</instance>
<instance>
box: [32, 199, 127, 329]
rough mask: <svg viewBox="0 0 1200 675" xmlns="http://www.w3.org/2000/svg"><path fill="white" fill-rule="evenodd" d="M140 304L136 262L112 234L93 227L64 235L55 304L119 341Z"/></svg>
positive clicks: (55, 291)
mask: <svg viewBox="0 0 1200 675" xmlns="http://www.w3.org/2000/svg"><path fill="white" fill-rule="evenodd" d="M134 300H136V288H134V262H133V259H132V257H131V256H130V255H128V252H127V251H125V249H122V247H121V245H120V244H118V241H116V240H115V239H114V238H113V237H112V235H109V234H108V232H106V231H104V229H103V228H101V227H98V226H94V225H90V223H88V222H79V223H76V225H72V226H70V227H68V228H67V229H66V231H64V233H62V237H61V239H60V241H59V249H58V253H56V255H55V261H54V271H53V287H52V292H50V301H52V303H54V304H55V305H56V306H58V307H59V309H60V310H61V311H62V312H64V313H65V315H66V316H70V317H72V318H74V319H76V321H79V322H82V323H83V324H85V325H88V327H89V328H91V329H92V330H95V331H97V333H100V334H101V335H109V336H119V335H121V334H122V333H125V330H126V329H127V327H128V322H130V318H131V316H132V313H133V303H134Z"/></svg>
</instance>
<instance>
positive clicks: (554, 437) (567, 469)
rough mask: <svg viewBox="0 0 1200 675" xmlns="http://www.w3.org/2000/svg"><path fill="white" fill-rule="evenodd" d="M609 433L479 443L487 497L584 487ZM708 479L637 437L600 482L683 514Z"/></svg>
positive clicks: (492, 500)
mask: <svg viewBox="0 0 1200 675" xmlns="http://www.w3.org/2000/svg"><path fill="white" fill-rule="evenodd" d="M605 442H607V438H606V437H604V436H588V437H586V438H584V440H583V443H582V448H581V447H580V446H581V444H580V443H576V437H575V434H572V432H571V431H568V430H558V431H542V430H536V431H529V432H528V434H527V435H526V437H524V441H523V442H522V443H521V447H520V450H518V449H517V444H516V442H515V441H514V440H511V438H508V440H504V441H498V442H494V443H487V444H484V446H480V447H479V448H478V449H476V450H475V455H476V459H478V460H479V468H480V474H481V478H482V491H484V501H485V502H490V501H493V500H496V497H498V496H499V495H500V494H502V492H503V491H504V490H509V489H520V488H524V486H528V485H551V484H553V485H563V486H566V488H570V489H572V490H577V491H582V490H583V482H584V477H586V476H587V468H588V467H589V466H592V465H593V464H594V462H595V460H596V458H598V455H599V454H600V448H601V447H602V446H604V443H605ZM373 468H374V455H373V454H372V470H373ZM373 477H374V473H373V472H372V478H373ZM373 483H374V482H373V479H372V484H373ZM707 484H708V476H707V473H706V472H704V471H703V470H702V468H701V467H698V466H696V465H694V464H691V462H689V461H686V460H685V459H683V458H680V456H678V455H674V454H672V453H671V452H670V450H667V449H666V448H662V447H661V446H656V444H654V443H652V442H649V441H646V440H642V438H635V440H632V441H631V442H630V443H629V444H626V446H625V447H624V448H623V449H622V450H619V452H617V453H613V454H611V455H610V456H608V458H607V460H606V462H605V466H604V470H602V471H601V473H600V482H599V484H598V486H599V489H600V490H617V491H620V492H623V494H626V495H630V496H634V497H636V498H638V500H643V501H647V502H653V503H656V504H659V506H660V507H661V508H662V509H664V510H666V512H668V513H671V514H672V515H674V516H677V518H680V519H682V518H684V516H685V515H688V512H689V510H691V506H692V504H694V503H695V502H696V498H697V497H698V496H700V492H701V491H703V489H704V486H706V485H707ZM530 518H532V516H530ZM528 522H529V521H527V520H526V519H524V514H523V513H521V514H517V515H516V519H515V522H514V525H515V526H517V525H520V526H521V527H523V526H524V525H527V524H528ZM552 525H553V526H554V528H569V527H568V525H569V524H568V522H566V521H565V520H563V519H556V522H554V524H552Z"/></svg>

● ● ●

请更新以上全部条目：把每处“rough mask”改为“coarse mask”，其余内容一律不变，完整给出更新后的条目。

**答案栏**
</instance>
<instance>
box: [32, 199, 127, 329]
coarse mask: <svg viewBox="0 0 1200 675" xmlns="http://www.w3.org/2000/svg"><path fill="white" fill-rule="evenodd" d="M140 304L136 262L112 234L93 227L64 235L55 304L119 341Z"/></svg>
positive clicks: (55, 291)
mask: <svg viewBox="0 0 1200 675" xmlns="http://www.w3.org/2000/svg"><path fill="white" fill-rule="evenodd" d="M134 300H136V288H134V262H133V259H132V257H131V256H130V255H128V252H127V251H125V249H122V247H121V245H120V244H118V241H116V240H115V239H114V238H113V237H112V235H109V234H108V232H106V231H104V229H103V228H101V227H98V226H94V225H90V223H88V222H79V223H76V225H72V226H70V227H68V228H67V229H66V231H64V233H62V237H61V239H60V241H59V249H58V253H56V255H55V261H54V271H53V287H52V292H50V301H52V303H54V304H55V305H56V306H58V307H59V309H60V310H61V311H62V312H64V313H65V315H66V316H70V317H72V318H74V319H76V321H79V322H82V323H83V324H85V325H88V327H89V328H91V329H92V330H95V331H97V333H100V334H101V335H109V336H119V335H121V334H122V333H125V330H126V329H127V327H128V322H130V318H131V316H132V313H133V303H134Z"/></svg>
</instance>
<instance>
positive clicks: (554, 437) (567, 469)
coarse mask: <svg viewBox="0 0 1200 675" xmlns="http://www.w3.org/2000/svg"><path fill="white" fill-rule="evenodd" d="M609 433L479 443L487 497L584 487ZM708 479L637 437L600 482L683 514Z"/></svg>
positive clicks: (492, 500)
mask: <svg viewBox="0 0 1200 675" xmlns="http://www.w3.org/2000/svg"><path fill="white" fill-rule="evenodd" d="M605 442H607V438H606V437H604V436H588V437H586V438H584V440H583V443H582V448H581V447H580V446H581V444H580V443H576V437H575V434H572V432H571V431H568V430H558V431H542V430H536V431H529V432H528V434H527V435H526V437H524V441H523V442H522V443H521V447H520V450H518V449H517V444H516V442H515V441H514V440H511V438H508V440H504V441H498V442H494V443H487V444H484V446H480V447H479V448H478V449H476V450H475V455H476V459H478V460H479V468H480V474H481V478H482V491H484V501H485V502H490V501H493V500H496V497H498V496H499V495H500V494H502V492H503V491H504V490H509V489H520V488H524V486H528V485H551V484H553V485H563V486H566V488H570V489H572V490H577V491H582V490H583V482H584V477H586V476H587V468H588V467H589V466H592V465H593V464H594V462H595V460H596V458H598V455H599V454H600V448H601V447H602V446H604V443H605ZM373 468H374V455H373V454H372V470H373ZM373 477H374V473H373V472H372V478H373ZM373 483H374V482H373V479H372V484H373ZM707 484H708V476H707V473H706V472H704V471H703V470H702V468H701V467H698V466H696V465H694V464H691V462H689V461H686V460H685V459H683V458H680V456H678V455H674V454H672V453H671V452H670V450H667V449H666V448H662V447H661V446H656V444H654V443H652V442H649V441H646V440H642V438H635V440H632V441H631V442H630V443H629V444H626V446H625V447H624V448H623V449H622V450H619V452H617V453H613V454H611V455H610V456H608V458H607V460H606V462H605V466H604V470H602V471H601V473H600V482H599V484H598V486H599V489H600V490H617V491H620V492H623V494H626V495H630V496H634V497H636V498H638V500H643V501H647V502H653V503H656V504H659V506H660V507H661V508H662V509H664V510H666V512H668V513H671V514H672V515H674V516H677V518H680V519H682V518H684V516H685V515H688V512H689V510H691V506H692V504H694V503H695V502H696V498H697V497H698V496H700V492H701V491H703V489H704V486H706V485H707ZM530 518H532V516H530ZM528 522H529V521H527V520H526V519H524V514H523V513H521V514H517V515H516V519H515V522H514V525H515V526H517V525H520V526H521V527H523V526H524V525H527V524H528ZM552 525H553V526H554V528H569V527H568V525H569V524H568V522H566V521H565V520H563V519H556V522H554V524H552Z"/></svg>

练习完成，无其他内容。